Reproduce the records exactly.

* [Dataset excerpt]
====

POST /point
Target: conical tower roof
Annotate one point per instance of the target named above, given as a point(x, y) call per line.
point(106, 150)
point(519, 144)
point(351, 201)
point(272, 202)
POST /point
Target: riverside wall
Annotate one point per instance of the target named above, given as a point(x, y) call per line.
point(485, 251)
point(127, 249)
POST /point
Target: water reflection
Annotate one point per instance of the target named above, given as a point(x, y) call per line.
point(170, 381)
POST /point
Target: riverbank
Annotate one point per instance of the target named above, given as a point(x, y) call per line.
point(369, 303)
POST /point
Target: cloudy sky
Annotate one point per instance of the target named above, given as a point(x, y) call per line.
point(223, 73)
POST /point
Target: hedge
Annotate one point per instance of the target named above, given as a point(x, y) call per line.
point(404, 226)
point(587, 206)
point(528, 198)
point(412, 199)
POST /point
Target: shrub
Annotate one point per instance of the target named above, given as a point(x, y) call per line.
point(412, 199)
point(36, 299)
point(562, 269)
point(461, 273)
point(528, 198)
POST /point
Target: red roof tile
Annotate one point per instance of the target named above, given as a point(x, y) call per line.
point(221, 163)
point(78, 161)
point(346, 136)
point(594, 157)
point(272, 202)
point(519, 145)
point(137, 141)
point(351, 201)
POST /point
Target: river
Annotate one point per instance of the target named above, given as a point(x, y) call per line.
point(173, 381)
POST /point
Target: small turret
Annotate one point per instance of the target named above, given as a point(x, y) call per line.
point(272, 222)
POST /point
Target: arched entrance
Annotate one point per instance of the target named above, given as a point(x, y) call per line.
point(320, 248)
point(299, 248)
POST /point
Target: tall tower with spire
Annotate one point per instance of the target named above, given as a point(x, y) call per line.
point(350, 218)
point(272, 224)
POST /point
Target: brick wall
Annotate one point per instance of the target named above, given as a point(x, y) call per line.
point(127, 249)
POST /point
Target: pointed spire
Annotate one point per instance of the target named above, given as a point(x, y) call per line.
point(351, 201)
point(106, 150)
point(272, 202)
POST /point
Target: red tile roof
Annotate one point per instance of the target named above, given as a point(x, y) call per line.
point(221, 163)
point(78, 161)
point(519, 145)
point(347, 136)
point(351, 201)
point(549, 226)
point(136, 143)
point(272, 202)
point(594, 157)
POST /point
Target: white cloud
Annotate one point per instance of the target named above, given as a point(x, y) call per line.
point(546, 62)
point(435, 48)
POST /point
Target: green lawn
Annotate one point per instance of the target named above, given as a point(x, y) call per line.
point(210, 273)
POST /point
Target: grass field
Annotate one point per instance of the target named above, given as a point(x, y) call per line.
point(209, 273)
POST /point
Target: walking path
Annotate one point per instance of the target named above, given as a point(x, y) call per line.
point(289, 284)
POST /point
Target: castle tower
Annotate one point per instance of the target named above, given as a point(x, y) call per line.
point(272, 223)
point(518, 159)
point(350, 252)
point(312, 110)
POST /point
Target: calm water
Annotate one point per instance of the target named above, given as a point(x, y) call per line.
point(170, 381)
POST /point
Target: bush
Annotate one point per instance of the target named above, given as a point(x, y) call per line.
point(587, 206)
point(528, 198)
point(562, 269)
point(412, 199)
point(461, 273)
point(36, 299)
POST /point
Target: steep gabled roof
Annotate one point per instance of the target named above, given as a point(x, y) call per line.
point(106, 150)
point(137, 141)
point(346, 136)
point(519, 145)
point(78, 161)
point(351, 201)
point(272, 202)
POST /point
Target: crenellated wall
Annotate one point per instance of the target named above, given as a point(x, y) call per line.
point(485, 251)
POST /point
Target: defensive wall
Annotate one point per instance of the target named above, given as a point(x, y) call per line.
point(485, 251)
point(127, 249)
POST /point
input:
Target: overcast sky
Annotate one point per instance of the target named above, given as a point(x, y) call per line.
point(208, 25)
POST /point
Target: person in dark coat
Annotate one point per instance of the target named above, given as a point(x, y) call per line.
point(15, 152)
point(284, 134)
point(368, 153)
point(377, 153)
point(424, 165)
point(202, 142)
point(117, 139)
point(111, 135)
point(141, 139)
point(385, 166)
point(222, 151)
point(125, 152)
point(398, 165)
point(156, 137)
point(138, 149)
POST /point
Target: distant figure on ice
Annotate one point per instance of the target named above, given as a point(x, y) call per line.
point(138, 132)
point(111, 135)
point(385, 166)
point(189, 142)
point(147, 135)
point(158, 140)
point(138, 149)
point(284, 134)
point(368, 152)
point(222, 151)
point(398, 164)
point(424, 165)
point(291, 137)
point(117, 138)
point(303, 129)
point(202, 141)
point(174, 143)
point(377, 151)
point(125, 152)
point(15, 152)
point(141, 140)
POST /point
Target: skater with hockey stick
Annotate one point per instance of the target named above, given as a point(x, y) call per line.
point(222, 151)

====

* [Full output]
POST /point
Target: conical tower roof
Annotate one point per instance of the target named above, given as a point(x, y) call per line.
point(106, 150)
point(519, 144)
point(351, 201)
point(272, 202)
POST /point
Target: riverside wall
Annotate one point per instance of the target named above, given as a point(x, y) call per line.
point(485, 251)
point(127, 249)
POST /point
Target: water reflection
Annotate one point per instance of the target named above, given as a point(x, y) call per line.
point(170, 381)
POST /point
Target: riverbank
Annotate one point per instance of the target named above, given as a point(x, y) call per line.
point(369, 303)
POST /point
Target: cloudy sky
Annotate one point per instance of the target named above, given as a point(x, y) call per line.
point(223, 73)
POST /point
Target: hedge
Annotate one point per instance of the target named above, given as a point(x, y) call per line.
point(404, 226)
point(587, 206)
point(528, 198)
point(412, 199)
POST /point
Target: shrub
Annotate one point per instance of the target named above, given as a point(x, y) call per line.
point(412, 199)
point(36, 299)
point(562, 269)
point(461, 273)
point(528, 198)
POST /point
Target: red roof tile
Annotate one point per instance of the target named above, given as a point(x, y) call per line.
point(221, 163)
point(78, 161)
point(346, 136)
point(594, 157)
point(272, 202)
point(519, 145)
point(137, 141)
point(351, 201)
POST /point
Target: river
Annotate one point per instance of the target named above, given as a point(x, y) call per line.
point(173, 381)
POST /point
Target: small turret
Annotate one point per instance of the target named above, given as a point(x, y) call per line.
point(272, 222)
POST /point
Target: arched entrance
Annotate one point per instance of the target named above, given as a point(x, y) call per line.
point(320, 248)
point(299, 248)
POST /point
Target: tall tower with spire
Annotate one point per instance of the target named above, given as a point(x, y) call per line.
point(350, 218)
point(272, 224)
POST /point
Target: brick wall
Annotate one point per instance of the target named above, given as a point(x, y) call per line.
point(127, 249)
POST /point
Target: pointed spire
Annotate one point per instance of the target named above, given as a point(x, y) call per line.
point(351, 201)
point(106, 150)
point(272, 202)
POST /point
Target: red tile roof
Annotate one point per instance of the target named above, given as a point(x, y) call per line.
point(221, 163)
point(78, 161)
point(519, 145)
point(347, 136)
point(351, 201)
point(549, 226)
point(136, 143)
point(272, 202)
point(594, 157)
POST /point
Target: white cloud
Annotate one point per instance of the target named above, given as a point(x, y) call per line.
point(546, 62)
point(435, 48)
POST /point
Target: green lawn
Annotate one point per instance of the target named above, given as a point(x, y) call per line.
point(210, 273)
POST /point
Target: grass field
Annotate one point per instance of the target named above, given as a point(x, y) call per line.
point(209, 273)
POST /point
Target: walking path
Annotate one point per instance of the target named above, given as a point(x, y) call per line.
point(289, 284)
POST /point
Target: castle tower
Annotate one point per instance of the target named above, given as a point(x, y) call per line.
point(272, 223)
point(518, 159)
point(350, 252)
point(312, 110)
POST /point
Target: calm water
Annotate one point per instance of the target named above, given as a point(x, y) call per line.
point(170, 381)
POST /point
Target: bush
Annotate one point per instance of the target named above, given as a point(x, y) call per line.
point(587, 206)
point(528, 198)
point(562, 269)
point(412, 199)
point(461, 273)
point(36, 299)
POST /point
Target: steep gabled roof
Annotate one point per instance of the target named above, given as a point(x, y) call per line.
point(106, 150)
point(137, 141)
point(346, 136)
point(519, 145)
point(78, 161)
point(351, 201)
point(272, 202)
POST /point
Target: crenellated wall
Annotate one point per instance of the target named above, given as a point(x, y) call per line.
point(485, 251)
POST /point
Target: defensive wall
Annotate one point per instance of the target named above, given as a point(x, y) call per line.
point(485, 251)
point(127, 249)
POST /point
input:
Target: overcast sky
Annotate one point per instance of the target named above, given as a point(x, y) call per line.
point(208, 25)
POST /point
Target: person in dark coat
Annotate one point per instance of the target named above, given as a point(x, y) call per line.
point(15, 152)
point(284, 134)
point(368, 153)
point(377, 153)
point(424, 165)
point(202, 142)
point(117, 139)
point(111, 135)
point(141, 139)
point(385, 166)
point(222, 151)
point(125, 152)
point(398, 165)
point(156, 137)
point(138, 149)
POST /point
Target: distant figure on ice
Annotate one point per instance of the target named above, given as a point(x, y) call per line.
point(138, 132)
point(111, 135)
point(385, 166)
point(189, 142)
point(147, 135)
point(158, 140)
point(138, 149)
point(284, 134)
point(368, 152)
point(222, 151)
point(398, 164)
point(424, 165)
point(291, 137)
point(117, 138)
point(303, 129)
point(202, 141)
point(174, 143)
point(377, 151)
point(125, 152)
point(15, 152)
point(141, 140)
POST /point
Target: skater with hockey stick
Annotate one point per instance of the target named above, given as a point(x, y) call per line.
point(222, 151)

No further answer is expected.